Passage for review:
Segment Open

It will be nothing but obvious to point out that the sales of PCs, latops and tablets have increased due to Covid-19 pandemic. Professionals have been working from home, educators have tried new ways to tend to students, artists have started recording at home and the list goes on. This has led to the highest growth the market has recorded in the last 10 years as per Canalys’ data. The global PC market grew by 12.7 per cent when compared to the previous year despite a slow first quarter in 2020. A total of 79.2 million units were shipped in the third quarter due to the current situation.
“Vendors, the supply chain, and the channel have now had time to find their feet and allocate resources towards supplying notebooks, which continue to see massive demand from both businesses and consumers,” said Ishan Dutt, Canalys Analyst.
“After prioritizing high-value markets and large customers in Q2, vendors have now been able to turn their attention to supplying a wider range of countries as well as SMBs that faced difficulty securing devices earlier this year. Governments, which have realized the importance of PC access in maintaining economic activity during this time, have intervened with financial support or even full-scale device deployments. This has been especially critical in the education space, with school terms commencing in Q3 without the possibility of on-premises learning in many markets. For example, the UK government made 100,000 notebooks available to ensure students, unable to return to classrooms, face minimum disruption in their ability to receive an education. Canalys expects IT expenditure, including investment in PCs, to be a core driver of economic recoveries in the aftermath of the pandemic.”
The remote working also led to a meteoric rise in the global notebook shipments as they grew by 64 per cent which almost matched the 64.6 million notebook shipments recorded in the fourth quarter of 2011. With this rate, the fourth quarter of this year may even go on to break this record.
While shipments of mobile workstation grew by 28.3 per cent as compared to figures from earlier years, the demand for desktops and desktop shipments recorded a slump of 26 per cent.
“The lasting effects of this pandemic on the way people work, learn and collaborate will create significant opportunities for PC vendors in the coming years,” added Rushabh Doshi, Canalys Research Director.
Talking about the major PC companies, Lenovo returned to the top with 11.4 per cent growth translating to over 19 million shipments. HP was ahead in the percentage with 11.9 per cent growth but they shipped 18.7 million units. On the other hand, Dell faced a slight decline of 0.5 per cent compared to last year’s shipments. These three are followed by Apple and Acer in the top five with 13.2 per cent and 15 per cent growth respectively.
“As the line between work and home lives is increasingly blurred, it becomes important to position devices towards a wide array of use cases, with a focus on mobility, connectivity, battery life, and display and audio quality. Differentiation in product portfolios to capture key segments such as education and mainstream gaming will also provide pockets of growth. And beyond the PC itself, there will be an increased need for collaboration accessories, new services, subscription packages and a strong focus on endpoint security. These trends will most benefit vendors who provide holistic solutions that enable their customers to make structural changes to their operations. Although the focus has been on commercial PC demand in the last two quarters, consumer spending during the holiday season is set to bring more joy to the PC market,” Doshi added.

Segment Closed

Instructions to follow:
Rewrite the part of the article on PC sales that opens with "While shipments of" and closes with "26 per cent.", with "drop" in place of "slump".

Given data:
Segment Open

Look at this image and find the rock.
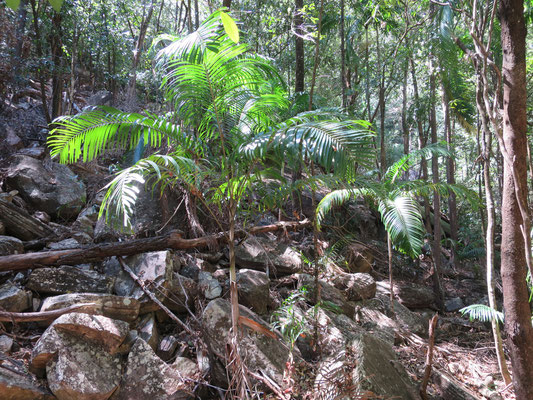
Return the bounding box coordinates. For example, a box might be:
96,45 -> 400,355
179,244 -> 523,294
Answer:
157,336 -> 180,361
110,250 -> 173,314
163,273 -> 198,313
7,155 -> 87,219
137,313 -> 159,351
112,339 -> 193,400
172,357 -> 200,379
26,265 -> 114,294
0,368 -> 53,400
394,283 -> 435,308
53,313 -> 130,354
0,236 -> 24,256
48,238 -> 80,250
444,297 -> 465,312
298,274 -> 355,318
4,126 -> 24,150
235,237 -> 303,276
0,335 -> 13,354
345,243 -> 374,273
198,271 -> 222,300
202,298 -> 290,382
237,269 -> 270,314
46,340 -> 122,400
41,293 -> 140,322
333,273 -> 376,301
0,283 -> 32,312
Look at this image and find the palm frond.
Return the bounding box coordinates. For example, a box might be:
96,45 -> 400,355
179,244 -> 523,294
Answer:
378,192 -> 424,257
459,304 -> 504,323
47,107 -> 181,163
99,154 -> 198,229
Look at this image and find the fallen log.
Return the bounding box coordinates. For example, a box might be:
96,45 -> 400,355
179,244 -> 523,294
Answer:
0,219 -> 311,271
0,197 -> 54,240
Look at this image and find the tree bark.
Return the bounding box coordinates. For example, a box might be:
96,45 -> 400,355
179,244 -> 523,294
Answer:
0,220 -> 311,271
293,0 -> 305,93
500,0 -> 533,399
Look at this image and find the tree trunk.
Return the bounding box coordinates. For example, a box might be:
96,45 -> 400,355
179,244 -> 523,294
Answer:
339,0 -> 346,110
128,1 -> 154,100
500,0 -> 533,400
442,85 -> 458,265
476,75 -> 511,385
429,71 -> 444,310
293,0 -> 305,93
309,0 -> 324,111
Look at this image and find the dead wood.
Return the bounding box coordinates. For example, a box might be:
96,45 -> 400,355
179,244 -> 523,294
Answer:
0,303 -> 101,322
0,219 -> 311,271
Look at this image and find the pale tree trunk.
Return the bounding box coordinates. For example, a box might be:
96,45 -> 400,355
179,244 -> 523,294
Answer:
339,0 -> 346,110
292,0 -> 305,93
128,1 -> 154,101
410,58 -> 433,233
309,0 -> 324,111
442,85 -> 458,266
500,0 -> 533,400
476,75 -> 511,385
429,68 -> 444,310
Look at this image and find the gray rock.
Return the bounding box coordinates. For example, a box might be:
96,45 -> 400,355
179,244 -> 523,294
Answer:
26,265 -> 114,294
333,273 -> 376,301
7,155 -> 87,219
237,269 -> 270,314
198,271 -> 222,300
202,298 -> 290,382
46,340 -> 122,400
53,313 -> 130,354
112,339 -> 192,400
41,293 -> 140,322
0,236 -> 24,256
108,251 -> 173,314
444,297 -> 465,312
0,283 -> 32,312
0,368 -> 53,400
235,237 -> 303,276
298,274 -> 355,318
163,273 -> 198,313
137,313 -> 159,351
0,335 -> 13,354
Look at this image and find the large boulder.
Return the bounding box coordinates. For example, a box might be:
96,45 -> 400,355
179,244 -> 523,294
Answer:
237,269 -> 270,314
235,237 -> 303,276
0,365 -> 54,400
112,339 -> 193,400
0,283 -> 32,312
333,273 -> 376,301
202,298 -> 290,382
0,236 -> 24,256
26,265 -> 113,294
46,340 -> 122,400
7,155 -> 87,219
41,293 -> 140,322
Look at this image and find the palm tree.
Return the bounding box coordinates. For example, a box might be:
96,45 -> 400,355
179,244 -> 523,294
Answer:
316,144 -> 477,312
48,12 -> 372,384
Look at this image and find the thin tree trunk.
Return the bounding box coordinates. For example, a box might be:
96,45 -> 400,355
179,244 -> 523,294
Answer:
293,0 -> 305,93
442,86 -> 458,265
128,1 -> 154,100
429,71 -> 444,310
309,0 -> 324,111
30,0 -> 52,124
476,75 -> 511,385
339,0 -> 346,110
410,58 -> 433,233
500,0 -> 533,399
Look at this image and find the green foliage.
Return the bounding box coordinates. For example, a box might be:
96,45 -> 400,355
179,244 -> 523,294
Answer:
459,304 -> 504,323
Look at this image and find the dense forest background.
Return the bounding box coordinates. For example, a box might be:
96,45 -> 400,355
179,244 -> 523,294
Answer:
0,0 -> 533,399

Segment Closed

Task output:
While shipments of mobile workstation grew by 28.3 per cent as compared to figures from earlier years, the demand for desktops and desktop shipments recorded a drop of 26 per cent.